After a two-week camping trip, I visited Canada/USA Mathcamp for one week. While there, I studiously avoided any Harry Potter spoilers (upon returning home, I dutifully took a one-day break from the rest of life to read the book), offered an evening activity focused on mind-body-movement-partnering exercises called "Learn to Fly", and hung out with some of the best people on the planet. Oh, and I taught a three-day course on topics in quantum mechanics, with a fun structure: I set myself the challenge of preparing three one-day talks, which, while all part of the same large story, could be understood and appreciated entirely separately. I more-or-less succeeded, although certainly I would edit the talks before giving them again. Partly to preserve them for posterity, and partly so that I could share them with you all, I thought it might be nice to post my lecture notes here; the first is in this post, and the later two will be in posts of their own.
Day One was on "Quantum Mechanics in Pictures", and is based largely on B. Coecke's paper Kindergarten Quantum Mechanics.
We begin by setting up a graphical notation with which to describe science. We have systems = particles, which we draw by vertical lines with upward-pointing arrows, and which we label by the kind of system=particle that the line represents. States, costates, operations, and numbers are, respectively, downward-pointing triangles with single lines coming out the top, upwards-pointing triangles with single lines coming out the bottom, squares with a line coming out each end, and diamonds with no lines. By "line", I always mean labeled directed line i.e. system.

Labeled area outline rows
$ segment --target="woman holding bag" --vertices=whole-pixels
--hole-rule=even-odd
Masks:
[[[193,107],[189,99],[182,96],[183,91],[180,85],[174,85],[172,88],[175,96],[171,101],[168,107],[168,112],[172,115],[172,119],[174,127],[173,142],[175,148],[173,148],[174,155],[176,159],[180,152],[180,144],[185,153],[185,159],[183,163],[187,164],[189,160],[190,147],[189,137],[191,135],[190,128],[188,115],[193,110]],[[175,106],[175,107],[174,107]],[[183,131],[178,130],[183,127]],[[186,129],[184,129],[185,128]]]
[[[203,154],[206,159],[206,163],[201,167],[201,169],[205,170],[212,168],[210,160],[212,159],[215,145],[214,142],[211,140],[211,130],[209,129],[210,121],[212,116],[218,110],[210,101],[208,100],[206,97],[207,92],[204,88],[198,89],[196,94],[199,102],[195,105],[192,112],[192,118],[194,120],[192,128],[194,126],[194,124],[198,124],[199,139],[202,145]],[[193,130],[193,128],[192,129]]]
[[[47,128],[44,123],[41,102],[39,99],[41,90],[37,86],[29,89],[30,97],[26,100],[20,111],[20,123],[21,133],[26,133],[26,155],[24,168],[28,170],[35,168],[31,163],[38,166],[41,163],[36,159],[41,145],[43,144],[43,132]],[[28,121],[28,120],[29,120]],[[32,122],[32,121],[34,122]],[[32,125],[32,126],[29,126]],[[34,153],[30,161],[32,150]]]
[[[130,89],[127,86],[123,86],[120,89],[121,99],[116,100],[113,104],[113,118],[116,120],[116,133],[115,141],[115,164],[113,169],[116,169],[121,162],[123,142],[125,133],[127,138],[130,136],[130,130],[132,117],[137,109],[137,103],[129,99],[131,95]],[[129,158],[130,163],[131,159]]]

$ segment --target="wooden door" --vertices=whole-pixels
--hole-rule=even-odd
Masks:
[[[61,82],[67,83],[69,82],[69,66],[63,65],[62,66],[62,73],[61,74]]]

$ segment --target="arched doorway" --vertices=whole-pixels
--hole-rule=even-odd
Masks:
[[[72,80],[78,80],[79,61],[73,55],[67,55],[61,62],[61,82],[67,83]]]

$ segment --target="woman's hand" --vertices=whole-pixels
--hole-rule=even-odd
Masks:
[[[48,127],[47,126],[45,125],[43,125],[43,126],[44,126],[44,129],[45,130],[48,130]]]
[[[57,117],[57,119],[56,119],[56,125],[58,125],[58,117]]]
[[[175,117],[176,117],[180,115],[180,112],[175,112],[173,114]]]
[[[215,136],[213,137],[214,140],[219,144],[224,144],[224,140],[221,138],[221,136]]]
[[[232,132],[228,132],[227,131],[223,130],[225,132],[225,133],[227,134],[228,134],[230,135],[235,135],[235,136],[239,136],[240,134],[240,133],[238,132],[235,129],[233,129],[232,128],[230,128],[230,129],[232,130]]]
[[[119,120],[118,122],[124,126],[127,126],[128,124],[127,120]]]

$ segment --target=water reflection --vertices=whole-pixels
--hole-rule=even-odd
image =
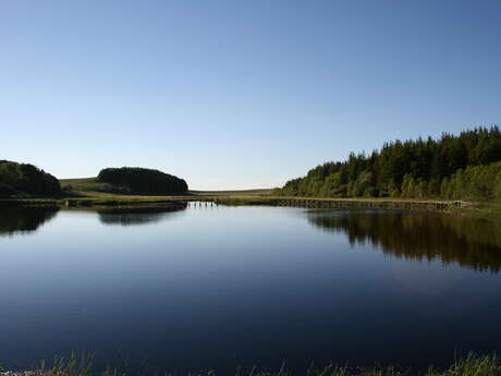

Exercises to complete
1. Say whether each statement agrees with the Mathcamp post: (a) The author taught a three-day course on topics in quantum mechanics. (b) In the graphical notation, states are drawn as upward-pointing triangles with single lines coming out the bottom. (c) Day One was based largely on a paper by B. Coecke. For each, answer yes or no and quote the words of the post that decide it.
2. Copy the part of the Mathcamp post from "We begin by" to "line i.e. system.".

Solutions by task
1.
(a) Yes: "I taught a three-day course on topics in quantum mechanics"
(b) No: "States, costates, operations, and numbers are, respectively, downward-pointing triangles with single lines coming out the top"
(c) Yes: "is based largely on B. Coecke's paper Kindergarten Quantum Mechanics"

2.
We begin by setting up a graphical notation with which to describe science. We have systems = particles, which we draw by vertical lines with upward-pointing arrows, and which we label by the kind of system=particle that the line represents. States, costates, operations, and numbers are, respectively, downward-pointing triangles with single lines coming out the top, upwards-pointing triangles with single lines coming out the bottom, squares with a line coming out each end, and diamonds with no lines. By "line", I always mean labeled directed line i.e. system.